### COMPLETE THE FOLLOWING
A: Duplicate a passage of the exhibition text word for word, beginning with the words "After living in" and ending after the words "Buckinghamshire New University).".
B: Using the exhibition text, explain in one to three sentences why Tineke Bruijnzeels considers each of the 52 photographs in the exhibition essential.

### EXTRACT PROVIDED
Tineke Bruijnzeels, Beach (11/52)
Cally Trench, Hands of Jim Attewell at 3.45 on 22nd June 2018

Tim Rawson: "... where you show your hands photo next to [Tineke's] beach photo reminded me of Coleridge's 'Rime of the Ancient Mariner'. Similar juxtaposition of images:"
'I fear thee, ancient Mariner!
I fear thy skinny hand!
And thou art long, and lank, and brown,
As is the ribbed sea-sand.'

Tineke Bruijnzeels, Untitled

Tineke Bruijnzeels, Untitled

Tineke Bruijnzeels
Untitled drawings

Tineke Bruijnzeels: Untitled Drawings

My drawings reveal more of my interest in the obsessive following of rules that I set myself. For these Untitled drawings I set myself very strict rules: working within a 12 x 12cm square, using an 8B pencil only (on Arches paper), drawing simple lines. I like working on a small surface for hours on end.

Cally Trench, Hands 2

Cally Trench
Hands 2 (Ink on watercolour paper)

Cally Trench: Hands Drawings

Lifesize drawings of my hands, drawn from life. I drew my right hand with my left hand and vice versa.

Horizontal Lines by
 Cally Trench

Horizontal Lines
on YouTube (26 sec)

Cally Trench: Two films

Cally showed two very short films: Horizontal Lines, in which altered photographs flash past, and Hand, a short animation film made up of drawings that Cally made of her left hand, which appears to drum on a surface or maybe play invisible musical instruments.

Tineke Bruijnzeels, Photograph 51

Tineke Bruijnzeels, Photograph 52
Tineke Bruijnzeels, Photograph 1

Tineke Bruijnzeels
Lights (51/52) (Published 21st July 2019)
Sky (52/52) (Published 28th July 2019)
Bridge (1/52) (Published 5th August 2018)

Tineke Bruijnzeels

My art practice varies from installations to minimalist drawings and layered paintings.

More and more I realise that the starting point for my work is spiritual. For many years I have made work where the small repeated gesture resulted in a larger objects and installations. The small is always part of a bigger whole, like the cells in my body, every drop in the ocean and any planet in the Universe. In this exhibition, each one of the 52 photographs is an essential part of the visual story.

My work is usually made by repeating one single act; either by adding or by taking away. I let 1001 ping-pong balls levitate in the air; I glue 44,000 rubber bands together. I apply many layers of varnish, sometimes 350, sometimes 50. Each act, however small, is part of the final work. Like every second is an essential part of a day, a year, and a century. Like every breath is part of life. Time is intertwined with my work, which often takes months, and sometimes years to make.

After living in several countries over the last 29 years, I now live and work back in the Netherlands. I have a BA in Graphic Design and Advertising from Academie voor Beeldende Kunsten Rotterdam (now Willem de Kooning Academy), and a BA in Fine Art from BCUC (now Buckinghamshire New University).

Stored data
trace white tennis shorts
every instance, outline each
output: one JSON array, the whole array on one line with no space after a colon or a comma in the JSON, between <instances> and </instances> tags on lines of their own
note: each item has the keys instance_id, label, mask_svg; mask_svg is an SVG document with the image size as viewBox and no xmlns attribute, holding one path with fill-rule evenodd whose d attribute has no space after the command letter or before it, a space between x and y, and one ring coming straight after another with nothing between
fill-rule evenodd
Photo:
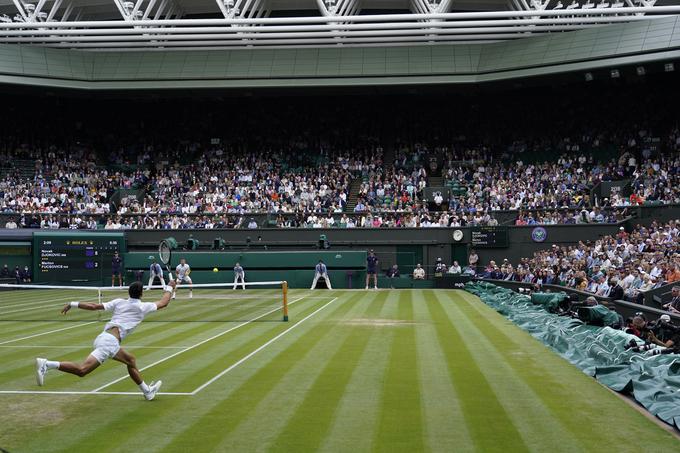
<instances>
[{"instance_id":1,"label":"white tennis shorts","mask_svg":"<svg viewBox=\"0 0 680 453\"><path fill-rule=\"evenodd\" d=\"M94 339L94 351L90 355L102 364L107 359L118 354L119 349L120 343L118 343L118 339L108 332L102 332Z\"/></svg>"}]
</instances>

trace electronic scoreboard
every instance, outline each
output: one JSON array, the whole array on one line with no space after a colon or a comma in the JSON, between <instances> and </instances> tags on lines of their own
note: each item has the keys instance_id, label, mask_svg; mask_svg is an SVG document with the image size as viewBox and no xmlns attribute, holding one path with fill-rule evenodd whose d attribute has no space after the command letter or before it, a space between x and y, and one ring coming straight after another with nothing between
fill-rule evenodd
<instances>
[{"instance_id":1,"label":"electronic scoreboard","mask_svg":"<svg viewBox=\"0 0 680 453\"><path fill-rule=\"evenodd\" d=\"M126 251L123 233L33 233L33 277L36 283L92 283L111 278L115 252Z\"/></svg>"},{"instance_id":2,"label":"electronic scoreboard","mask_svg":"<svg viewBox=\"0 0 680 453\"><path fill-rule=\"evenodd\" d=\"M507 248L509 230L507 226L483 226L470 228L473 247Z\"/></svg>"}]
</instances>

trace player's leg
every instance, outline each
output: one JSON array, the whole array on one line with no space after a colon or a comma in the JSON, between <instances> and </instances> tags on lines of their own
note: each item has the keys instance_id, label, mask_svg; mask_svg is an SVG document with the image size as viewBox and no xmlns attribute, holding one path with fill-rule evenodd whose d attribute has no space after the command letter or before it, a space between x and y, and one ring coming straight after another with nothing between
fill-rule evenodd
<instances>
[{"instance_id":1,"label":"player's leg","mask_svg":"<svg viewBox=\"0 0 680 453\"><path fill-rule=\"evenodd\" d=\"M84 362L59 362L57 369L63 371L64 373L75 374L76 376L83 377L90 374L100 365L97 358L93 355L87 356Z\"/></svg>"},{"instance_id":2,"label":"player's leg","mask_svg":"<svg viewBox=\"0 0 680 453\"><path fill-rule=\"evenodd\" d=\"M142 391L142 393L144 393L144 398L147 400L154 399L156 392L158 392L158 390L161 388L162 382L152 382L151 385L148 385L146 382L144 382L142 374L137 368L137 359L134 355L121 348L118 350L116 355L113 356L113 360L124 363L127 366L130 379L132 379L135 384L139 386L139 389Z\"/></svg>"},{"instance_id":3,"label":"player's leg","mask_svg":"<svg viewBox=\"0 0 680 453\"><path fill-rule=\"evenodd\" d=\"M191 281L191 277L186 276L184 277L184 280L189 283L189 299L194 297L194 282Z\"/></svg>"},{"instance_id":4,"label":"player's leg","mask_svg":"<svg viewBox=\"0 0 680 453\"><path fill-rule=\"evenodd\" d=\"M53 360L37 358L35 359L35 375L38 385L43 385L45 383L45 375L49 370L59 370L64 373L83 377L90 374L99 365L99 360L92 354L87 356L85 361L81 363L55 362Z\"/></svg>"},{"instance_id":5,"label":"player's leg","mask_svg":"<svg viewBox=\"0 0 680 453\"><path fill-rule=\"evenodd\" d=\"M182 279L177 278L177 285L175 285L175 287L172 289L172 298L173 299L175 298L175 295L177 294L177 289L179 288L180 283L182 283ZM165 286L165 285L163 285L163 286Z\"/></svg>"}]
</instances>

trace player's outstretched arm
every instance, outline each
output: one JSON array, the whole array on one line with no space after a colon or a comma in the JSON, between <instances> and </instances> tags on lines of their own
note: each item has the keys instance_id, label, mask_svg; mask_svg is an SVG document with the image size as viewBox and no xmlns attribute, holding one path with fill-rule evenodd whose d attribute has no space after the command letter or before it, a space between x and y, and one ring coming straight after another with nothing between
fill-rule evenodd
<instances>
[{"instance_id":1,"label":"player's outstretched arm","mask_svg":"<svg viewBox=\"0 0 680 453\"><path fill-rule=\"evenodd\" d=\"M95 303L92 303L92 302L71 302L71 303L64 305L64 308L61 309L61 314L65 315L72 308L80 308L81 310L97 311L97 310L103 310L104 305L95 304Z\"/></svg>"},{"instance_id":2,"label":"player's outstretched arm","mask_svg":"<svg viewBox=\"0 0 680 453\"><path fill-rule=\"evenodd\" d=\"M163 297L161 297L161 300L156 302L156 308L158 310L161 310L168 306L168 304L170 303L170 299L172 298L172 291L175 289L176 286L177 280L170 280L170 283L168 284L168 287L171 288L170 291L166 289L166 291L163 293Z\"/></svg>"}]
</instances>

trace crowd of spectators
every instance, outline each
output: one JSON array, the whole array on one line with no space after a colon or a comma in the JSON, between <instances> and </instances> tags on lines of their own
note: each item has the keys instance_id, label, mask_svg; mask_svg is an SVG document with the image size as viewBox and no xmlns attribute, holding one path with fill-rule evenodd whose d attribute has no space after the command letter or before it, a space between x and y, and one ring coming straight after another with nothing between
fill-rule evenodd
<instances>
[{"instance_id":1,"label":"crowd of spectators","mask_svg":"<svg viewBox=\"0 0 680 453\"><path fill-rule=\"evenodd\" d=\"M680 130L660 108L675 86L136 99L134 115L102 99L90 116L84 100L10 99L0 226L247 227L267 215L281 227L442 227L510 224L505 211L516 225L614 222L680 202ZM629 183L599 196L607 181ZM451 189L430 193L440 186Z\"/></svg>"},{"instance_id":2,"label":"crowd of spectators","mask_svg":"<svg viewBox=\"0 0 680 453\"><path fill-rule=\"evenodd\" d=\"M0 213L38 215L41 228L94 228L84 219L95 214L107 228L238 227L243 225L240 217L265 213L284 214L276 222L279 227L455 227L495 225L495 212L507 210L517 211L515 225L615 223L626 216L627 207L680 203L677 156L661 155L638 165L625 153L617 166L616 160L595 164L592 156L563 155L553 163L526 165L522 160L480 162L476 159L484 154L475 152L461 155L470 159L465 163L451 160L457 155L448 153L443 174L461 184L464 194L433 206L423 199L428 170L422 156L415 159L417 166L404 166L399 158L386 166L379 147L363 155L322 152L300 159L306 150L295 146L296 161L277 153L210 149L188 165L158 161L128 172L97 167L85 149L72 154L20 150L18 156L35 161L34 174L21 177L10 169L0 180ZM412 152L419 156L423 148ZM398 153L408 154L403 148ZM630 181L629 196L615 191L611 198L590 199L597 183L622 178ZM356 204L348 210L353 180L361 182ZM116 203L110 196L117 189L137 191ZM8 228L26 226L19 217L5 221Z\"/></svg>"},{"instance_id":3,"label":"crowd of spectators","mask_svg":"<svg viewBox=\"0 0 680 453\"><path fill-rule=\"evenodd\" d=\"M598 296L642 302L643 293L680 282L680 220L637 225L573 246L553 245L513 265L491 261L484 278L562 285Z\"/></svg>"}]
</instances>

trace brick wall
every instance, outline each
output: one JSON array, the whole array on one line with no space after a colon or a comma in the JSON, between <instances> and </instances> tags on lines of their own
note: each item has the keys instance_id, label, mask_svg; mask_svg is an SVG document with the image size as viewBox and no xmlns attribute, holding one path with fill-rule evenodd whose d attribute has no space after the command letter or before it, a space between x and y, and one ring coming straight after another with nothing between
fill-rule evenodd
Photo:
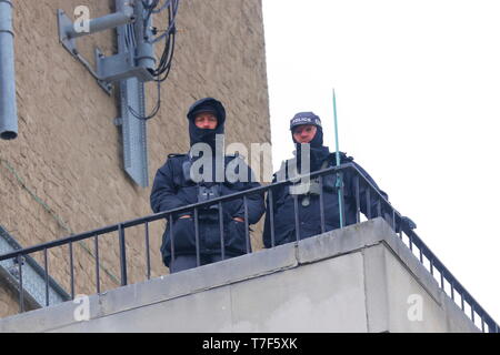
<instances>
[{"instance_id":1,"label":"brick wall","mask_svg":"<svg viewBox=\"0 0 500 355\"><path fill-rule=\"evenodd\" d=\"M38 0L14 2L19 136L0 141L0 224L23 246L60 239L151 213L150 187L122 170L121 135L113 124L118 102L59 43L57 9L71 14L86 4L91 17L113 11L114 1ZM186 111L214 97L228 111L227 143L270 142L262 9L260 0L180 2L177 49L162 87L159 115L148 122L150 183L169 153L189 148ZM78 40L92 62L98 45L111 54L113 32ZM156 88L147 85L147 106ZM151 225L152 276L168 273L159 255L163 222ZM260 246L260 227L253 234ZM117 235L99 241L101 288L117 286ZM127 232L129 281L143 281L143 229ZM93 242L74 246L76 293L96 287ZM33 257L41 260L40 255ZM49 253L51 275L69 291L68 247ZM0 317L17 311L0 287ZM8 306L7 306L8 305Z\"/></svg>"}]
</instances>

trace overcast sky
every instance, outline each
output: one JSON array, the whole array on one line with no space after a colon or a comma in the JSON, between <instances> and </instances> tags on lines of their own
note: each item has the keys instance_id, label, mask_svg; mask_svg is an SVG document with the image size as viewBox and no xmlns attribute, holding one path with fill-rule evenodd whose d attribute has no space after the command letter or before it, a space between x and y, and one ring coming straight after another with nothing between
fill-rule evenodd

### ANSWERS FOR THIS EXERCISE
A:
After living in several countries over the last 29 years, I now live and work back in the Netherlands. I have a BA in Graphic Design and Advertising from Academie voor Beeldende Kunsten Rotterdam (now Willem de Kooning Academy), and a BA in Fine Art from BCUC (now Buckinghamshire New University).

B: Bruijnzeels holds that the small is always part of a bigger whole, like the cells in her body, every drop in the ocean and any planet in the Universe. In the same way, each of the 52 photographs is an essential part of the visual story of the exhibition.